▶ _WHAT IS EXPECTED_: Please set out each line of the records below as a row in a Markdown table with the columns "Row" and "Record line", skipping blank lines and leaving out the pictures.

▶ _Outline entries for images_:
========================================

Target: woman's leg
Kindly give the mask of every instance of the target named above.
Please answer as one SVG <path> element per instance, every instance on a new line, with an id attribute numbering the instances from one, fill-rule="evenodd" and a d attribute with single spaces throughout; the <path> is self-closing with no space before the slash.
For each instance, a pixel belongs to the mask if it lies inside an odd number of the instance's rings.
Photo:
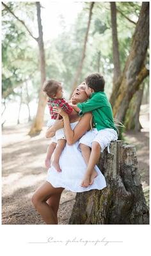
<path id="1" fill-rule="evenodd" d="M 54 188 L 51 183 L 46 181 L 33 195 L 32 203 L 46 224 L 58 223 L 56 212 L 63 189 L 62 188 Z M 56 203 L 54 196 L 58 198 Z M 51 196 L 54 196 L 52 199 L 52 207 L 47 203 L 47 200 Z"/>
<path id="2" fill-rule="evenodd" d="M 51 142 L 47 147 L 47 156 L 45 159 L 45 165 L 47 168 L 49 168 L 51 166 L 51 156 L 54 152 L 54 149 L 56 148 L 56 143 L 55 142 Z"/>
<path id="3" fill-rule="evenodd" d="M 58 223 L 57 214 L 58 214 L 58 211 L 59 209 L 61 195 L 61 193 L 54 195 L 51 196 L 50 197 L 50 198 L 49 198 L 47 201 L 47 203 L 48 204 L 48 205 L 51 207 L 51 208 L 52 209 L 52 210 L 54 211 L 54 213 L 55 214 L 55 218 L 56 219 L 57 224 Z"/>

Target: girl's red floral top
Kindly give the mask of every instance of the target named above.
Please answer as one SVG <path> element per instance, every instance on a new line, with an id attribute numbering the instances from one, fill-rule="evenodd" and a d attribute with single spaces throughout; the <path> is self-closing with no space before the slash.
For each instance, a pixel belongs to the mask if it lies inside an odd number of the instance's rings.
<path id="1" fill-rule="evenodd" d="M 61 108 L 68 115 L 70 115 L 73 111 L 73 108 L 69 106 L 64 99 L 49 98 L 47 102 L 52 119 L 56 119 L 58 116 L 58 113 L 52 111 L 52 107 L 54 106 Z M 60 116 L 59 119 L 61 118 L 62 116 Z"/>

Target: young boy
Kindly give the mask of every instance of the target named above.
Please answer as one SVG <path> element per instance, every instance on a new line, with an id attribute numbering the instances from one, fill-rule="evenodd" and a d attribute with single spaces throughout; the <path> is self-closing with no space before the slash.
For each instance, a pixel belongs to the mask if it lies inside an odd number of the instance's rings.
<path id="1" fill-rule="evenodd" d="M 94 128 L 79 140 L 83 157 L 88 164 L 81 186 L 86 188 L 93 183 L 97 175 L 94 167 L 98 163 L 100 152 L 102 152 L 111 141 L 116 140 L 118 134 L 111 106 L 104 92 L 105 81 L 103 76 L 98 73 L 92 74 L 86 78 L 85 81 L 86 93 L 90 99 L 72 107 L 80 116 L 89 111 L 91 111 L 93 115 Z"/>
<path id="2" fill-rule="evenodd" d="M 63 99 L 63 90 L 61 83 L 54 79 L 46 81 L 43 86 L 43 91 L 46 93 L 46 95 L 49 97 L 47 102 L 51 120 L 50 120 L 51 122 L 49 122 L 49 124 L 48 126 L 50 127 L 53 125 L 55 120 L 61 118 L 61 116 L 53 111 L 53 106 L 61 108 L 68 115 L 72 112 L 73 109 L 69 106 L 68 102 Z M 54 152 L 52 165 L 58 172 L 61 171 L 59 164 L 59 159 L 65 144 L 66 140 L 63 129 L 60 129 L 56 131 L 55 136 L 52 138 L 51 143 L 48 147 L 45 161 L 47 168 L 50 167 L 51 156 Z"/>

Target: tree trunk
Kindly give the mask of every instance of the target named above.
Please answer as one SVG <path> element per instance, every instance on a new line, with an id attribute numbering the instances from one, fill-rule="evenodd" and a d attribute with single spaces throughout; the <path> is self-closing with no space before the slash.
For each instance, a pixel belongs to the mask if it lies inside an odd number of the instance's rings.
<path id="1" fill-rule="evenodd" d="M 40 53 L 40 66 L 41 73 L 41 87 L 39 93 L 39 101 L 35 119 L 33 121 L 29 135 L 35 134 L 42 131 L 44 122 L 45 107 L 47 103 L 46 97 L 44 95 L 42 87 L 45 80 L 45 51 L 43 41 L 42 25 L 40 14 L 40 2 L 36 2 L 37 11 L 37 20 L 38 25 L 38 44 Z"/>
<path id="2" fill-rule="evenodd" d="M 123 122 L 129 102 L 139 84 L 148 75 L 144 66 L 148 46 L 149 3 L 142 4 L 137 22 L 129 56 L 120 79 L 111 93 L 110 102 L 114 116 Z"/>
<path id="3" fill-rule="evenodd" d="M 69 224 L 148 224 L 135 147 L 111 142 L 99 166 L 107 187 L 77 193 Z"/>
<path id="4" fill-rule="evenodd" d="M 75 88 L 77 86 L 77 83 L 78 83 L 78 79 L 80 77 L 80 75 L 82 72 L 83 69 L 83 65 L 84 63 L 84 60 L 86 56 L 86 44 L 88 42 L 88 32 L 90 30 L 90 23 L 91 23 L 91 16 L 92 16 L 92 10 L 94 6 L 94 2 L 91 2 L 90 3 L 90 11 L 89 11 L 89 17 L 88 17 L 88 26 L 86 31 L 86 35 L 85 35 L 85 38 L 84 38 L 84 45 L 83 45 L 83 52 L 81 54 L 81 59 L 79 62 L 79 65 L 77 67 L 77 70 L 75 76 L 74 81 L 73 83 L 73 85 L 72 87 L 72 93 L 71 95 L 72 95 L 73 92 L 74 91 Z"/>
<path id="5" fill-rule="evenodd" d="M 131 100 L 124 124 L 127 131 L 132 129 L 136 132 L 139 132 L 142 128 L 139 120 L 139 116 L 143 96 L 144 86 L 144 83 L 140 84 L 139 90 L 136 92 Z"/>
<path id="6" fill-rule="evenodd" d="M 116 81 L 120 76 L 120 61 L 118 50 L 117 22 L 116 22 L 116 8 L 115 2 L 111 2 L 111 26 L 112 26 L 112 44 L 113 57 L 114 64 L 113 86 Z"/>
<path id="7" fill-rule="evenodd" d="M 20 92 L 20 100 L 19 104 L 19 113 L 18 113 L 18 118 L 17 118 L 17 124 L 20 124 L 19 121 L 19 116 L 20 116 L 20 112 L 21 109 L 22 103 L 22 88 L 20 86 L 21 92 Z"/>
<path id="8" fill-rule="evenodd" d="M 97 61 L 97 72 L 100 73 L 100 51 L 98 52 L 98 61 Z"/>
<path id="9" fill-rule="evenodd" d="M 30 102 L 30 98 L 28 93 L 28 83 L 26 82 L 26 94 L 27 94 L 27 106 L 28 109 L 28 122 L 31 120 L 31 113 L 30 113 L 30 108 L 29 108 L 29 102 Z"/>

========================================

▶ _FINAL RESULT_:
| Row | Record line |
|---|---|
| 1 | Target: woman's leg |
| 2 | Kindly give the mask of every instance of the target named above. |
| 3 | Please answer as one SVG <path> element per instance, every instance on a new line, with an id attribute numbering the instances from one, fill-rule="evenodd" and a d attribute with single spaces throughout; the <path> is self-closing with no space before the slash. |
| 4 | For each instance, a pixel belongs to the mask if it lies inside an odd number of the instance's rings. |
| 5 | Photo: |
| 6 | <path id="1" fill-rule="evenodd" d="M 54 188 L 51 183 L 46 181 L 33 195 L 32 203 L 46 224 L 58 223 L 56 212 L 63 189 L 62 188 Z M 56 203 L 54 196 L 58 198 Z M 51 196 L 54 196 L 52 199 L 52 207 L 47 203 L 47 200 Z"/> |
| 7 | <path id="2" fill-rule="evenodd" d="M 51 142 L 47 147 L 47 156 L 45 159 L 45 165 L 47 168 L 49 168 L 51 166 L 51 156 L 54 152 L 54 149 L 56 148 L 56 143 L 55 142 Z"/> |
| 8 | <path id="3" fill-rule="evenodd" d="M 58 223 L 57 214 L 58 214 L 58 211 L 59 209 L 61 195 L 61 193 L 54 195 L 51 196 L 50 197 L 50 198 L 49 198 L 47 201 L 47 203 L 48 204 L 48 205 L 51 207 L 51 208 L 52 209 L 52 210 L 54 211 L 54 213 L 55 214 L 55 218 L 56 219 L 57 224 Z"/> |
| 9 | Target: girl's red floral top |
| 10 | Kindly give the mask of every instance of the target named above. |
| 11 | Please answer as one SVG <path> element per instance, every instance on a new line, with an id attribute numbering the instances from one, fill-rule="evenodd" and a d attribute with single spaces throughout; the <path> is self-closing with no space before the slash. |
| 12 | For each instance, a pixel belongs to the mask if it lies inside an odd number of the instance's rings. |
| 13 | <path id="1" fill-rule="evenodd" d="M 61 108 L 68 115 L 70 115 L 73 111 L 73 108 L 69 106 L 64 99 L 49 98 L 47 102 L 52 119 L 56 119 L 58 116 L 58 113 L 52 111 L 52 107 L 54 106 Z M 60 116 L 59 119 L 61 118 L 62 116 Z"/> |
| 14 | Target: young boy |
| 15 | Kindly give the mask of every instance of the target named above. |
| 16 | Please answer as one SVG <path> element per instance, every instance on a new line, with an id attribute numbering the instances from one, fill-rule="evenodd" and a d attribute with single spaces throughout; the <path> is self-closing with no space before the slash. |
| 17 | For each instance, a pixel belongs to the mask if it lies inside an odd number of the instance's rings. |
| 18 | <path id="1" fill-rule="evenodd" d="M 94 128 L 79 140 L 83 157 L 88 164 L 81 186 L 86 188 L 93 183 L 97 175 L 94 167 L 98 163 L 100 152 L 102 152 L 111 141 L 116 140 L 118 134 L 111 106 L 104 92 L 105 81 L 103 76 L 98 73 L 92 74 L 86 78 L 85 81 L 86 93 L 90 99 L 72 107 L 80 116 L 89 111 L 91 111 L 93 115 Z"/> |
| 19 | <path id="2" fill-rule="evenodd" d="M 63 99 L 63 90 L 61 83 L 54 79 L 46 81 L 43 86 L 43 91 L 46 93 L 46 95 L 49 97 L 47 102 L 51 120 L 50 120 L 51 122 L 49 122 L 49 124 L 48 126 L 50 127 L 53 125 L 55 120 L 61 118 L 61 116 L 53 111 L 53 106 L 61 108 L 68 115 L 72 112 L 73 109 L 69 106 L 68 102 Z M 54 152 L 52 165 L 58 172 L 61 171 L 59 164 L 59 159 L 65 144 L 66 140 L 63 129 L 60 129 L 56 131 L 55 136 L 52 138 L 51 143 L 48 147 L 45 161 L 47 168 L 50 167 L 51 156 Z"/> |
| 20 | Target: tree trunk |
| 21 | Kindly give the mask of every instance of the target named above. |
| 22 | Please answer as one SVG <path> element per instance, every instance on a new line, with an id attribute numbering the instances from one, fill-rule="evenodd" and a d attribute with single spaces throughout; the <path> is self-closing with no space before the slash. |
| 23 | For each instance, a pixel belongs to the mask if it lies inside an odd number of the instance's rings. |
| 24 | <path id="1" fill-rule="evenodd" d="M 40 53 L 40 66 L 41 73 L 41 87 L 39 93 L 39 101 L 35 119 L 33 121 L 29 135 L 35 134 L 42 131 L 44 122 L 45 107 L 47 103 L 46 97 L 44 95 L 42 87 L 45 80 L 45 51 L 43 41 L 42 25 L 40 14 L 40 2 L 36 2 L 37 11 L 37 20 L 38 25 L 38 44 Z"/> |
| 25 | <path id="2" fill-rule="evenodd" d="M 123 122 L 129 102 L 139 84 L 148 75 L 144 66 L 148 46 L 149 3 L 142 4 L 137 22 L 129 56 L 120 79 L 111 93 L 110 102 L 114 116 Z"/> |
| 26 | <path id="3" fill-rule="evenodd" d="M 69 224 L 148 224 L 135 147 L 111 142 L 99 166 L 107 187 L 77 193 Z"/> |
| 27 | <path id="4" fill-rule="evenodd" d="M 75 88 L 77 86 L 77 83 L 78 83 L 78 79 L 80 77 L 80 75 L 82 72 L 83 69 L 83 65 L 84 63 L 84 60 L 86 56 L 86 44 L 88 42 L 88 32 L 90 30 L 90 23 L 91 23 L 91 16 L 92 16 L 92 10 L 94 6 L 94 2 L 91 2 L 90 3 L 90 11 L 89 11 L 89 17 L 88 17 L 88 26 L 86 31 L 86 35 L 85 35 L 85 38 L 84 38 L 84 45 L 83 45 L 83 52 L 81 54 L 81 59 L 79 62 L 79 65 L 77 67 L 77 70 L 75 76 L 74 81 L 73 83 L 73 85 L 72 87 L 72 93 L 71 95 L 72 95 L 73 92 L 74 91 Z"/> |
| 28 | <path id="5" fill-rule="evenodd" d="M 131 100 L 124 124 L 127 131 L 132 129 L 136 132 L 139 132 L 142 128 L 139 120 L 139 116 L 143 96 L 144 86 L 144 83 L 140 84 L 139 90 L 136 92 Z"/> |
| 29 | <path id="6" fill-rule="evenodd" d="M 116 81 L 120 76 L 120 61 L 118 50 L 117 22 L 116 22 L 116 8 L 115 2 L 111 2 L 111 26 L 112 26 L 112 44 L 113 57 L 114 64 L 113 86 Z"/> |
| 30 | <path id="7" fill-rule="evenodd" d="M 20 92 L 20 100 L 19 104 L 19 113 L 18 113 L 18 118 L 17 118 L 17 124 L 20 124 L 19 121 L 19 116 L 20 116 L 20 112 L 21 109 L 22 103 L 22 88 L 20 86 L 21 92 Z"/> |
| 31 | <path id="8" fill-rule="evenodd" d="M 97 61 L 97 72 L 100 73 L 100 51 L 98 52 L 98 61 Z"/> |
| 32 | <path id="9" fill-rule="evenodd" d="M 30 102 L 30 98 L 28 93 L 28 83 L 26 82 L 26 94 L 27 94 L 27 106 L 28 109 L 28 122 L 31 120 L 31 113 L 30 113 L 30 108 L 29 108 L 29 102 Z"/> |